### Instructions to follow
Reproduce every line of the material below without changing anything.

### Available data
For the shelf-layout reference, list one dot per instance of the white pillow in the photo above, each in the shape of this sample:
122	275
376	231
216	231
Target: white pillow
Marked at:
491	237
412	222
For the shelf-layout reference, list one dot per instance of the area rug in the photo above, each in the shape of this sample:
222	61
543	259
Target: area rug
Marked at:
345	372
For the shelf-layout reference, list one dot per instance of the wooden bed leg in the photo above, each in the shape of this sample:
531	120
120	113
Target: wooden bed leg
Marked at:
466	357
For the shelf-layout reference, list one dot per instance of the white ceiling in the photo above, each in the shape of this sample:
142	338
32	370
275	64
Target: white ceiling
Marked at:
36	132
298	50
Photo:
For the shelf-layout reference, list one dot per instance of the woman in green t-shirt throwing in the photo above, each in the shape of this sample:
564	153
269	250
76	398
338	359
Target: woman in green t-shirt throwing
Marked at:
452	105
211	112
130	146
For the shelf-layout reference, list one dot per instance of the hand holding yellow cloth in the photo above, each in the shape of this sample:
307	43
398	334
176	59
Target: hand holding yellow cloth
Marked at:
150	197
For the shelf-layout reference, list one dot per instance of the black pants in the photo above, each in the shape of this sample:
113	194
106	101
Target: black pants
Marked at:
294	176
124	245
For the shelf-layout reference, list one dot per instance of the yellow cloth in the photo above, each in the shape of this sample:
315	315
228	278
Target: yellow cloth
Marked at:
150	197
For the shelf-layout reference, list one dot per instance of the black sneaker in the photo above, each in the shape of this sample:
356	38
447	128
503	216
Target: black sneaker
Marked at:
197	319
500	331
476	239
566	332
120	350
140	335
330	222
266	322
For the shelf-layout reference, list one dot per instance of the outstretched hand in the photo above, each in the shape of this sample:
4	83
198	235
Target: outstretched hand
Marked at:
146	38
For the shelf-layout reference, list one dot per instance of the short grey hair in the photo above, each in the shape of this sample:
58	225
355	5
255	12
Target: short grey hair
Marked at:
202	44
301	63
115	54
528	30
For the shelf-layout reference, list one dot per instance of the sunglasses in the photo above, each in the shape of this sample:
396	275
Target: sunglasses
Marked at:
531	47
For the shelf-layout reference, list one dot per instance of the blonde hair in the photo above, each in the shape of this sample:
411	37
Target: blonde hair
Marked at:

### Solution for this exercise
For the shelf-layout reference, list one dot per instance of the white pillow in the photo above, each in the shape of this sample:
122	275
376	231
216	231
Target: white pillow
Marked at:
491	237
412	222
For the shelf-layout reference, list one dot per instance of the area rug in the photo above, each in the shape of this sample:
222	61
543	259
Target: area rug
Marked at:
345	372
For the shelf-layout reference, list one dot per instance of the wooden bed leg in the photo above, each in the shape of this sample:
531	120
120	113
Target: wooden bed leg
Marked at:
466	357
For the shelf-layout reference, list one dot per instance of the white ceiling in the photo above, each in the shape of this sample:
142	338
32	370
275	64
Target: white ceiling
Marked at:
36	132
298	50
Photo:
For the shelf-layout reference, list one dot per instance of the woman in green t-shirt throwing in the photo above, each in the shape of this sample:
564	153
269	250
76	398
338	359
Target: woman in green t-shirt throwing
Marked at:
452	105
211	112
130	146
For the shelf-layout reference, list one dot per instance of the hand holding yellow cloth in the photo above, each in the shape of this sample:
307	43
398	334
176	59
Target: hand holding yellow cloth
Marked at:
150	197
For the shelf-layout reference, list one dot per instance of the black pants in the photo above, each in the shape of this sample:
113	194
106	101
Target: black pants
Marked at:
294	176
124	245
For the shelf-layout reference, list one dot per instance of the yellow cloth in the photo above, each in the shape of this sample:
315	315
228	278
Target: yellow cloth
Marked at:
150	197
For the shelf-layout reference, list one dot per instance of the black sneaker in the photo above, each in the shape of this sample:
356	38
447	128
503	216
Target: black sneaker
Marked at:
197	319
500	331
476	239
566	332
120	350
140	335
330	222
266	322
For the shelf-layout reference, list one dot per instance of the outstretched hand in the photo above, each in the shape of this sample:
4	83
198	235
Target: outstretched hand
Marked at:
146	38
For the shelf-layout reference, list one dot per instance of the short grey hair in the photo above, each in the shape of this sample:
58	225
355	5
255	12
Target: short grey hair
Marked at:
202	44
301	63
115	54
528	30
For the shelf-layout reference, list one dot per instance of the sunglasses in the photo above, each in the shape of this sample:
396	275
Target: sunglasses
Marked at:
531	47
For the shelf-layout reference, list one dot per instance of the blonde hair in the photo above, each in the shape of this sample:
411	37
Target: blonde hair
Marked at:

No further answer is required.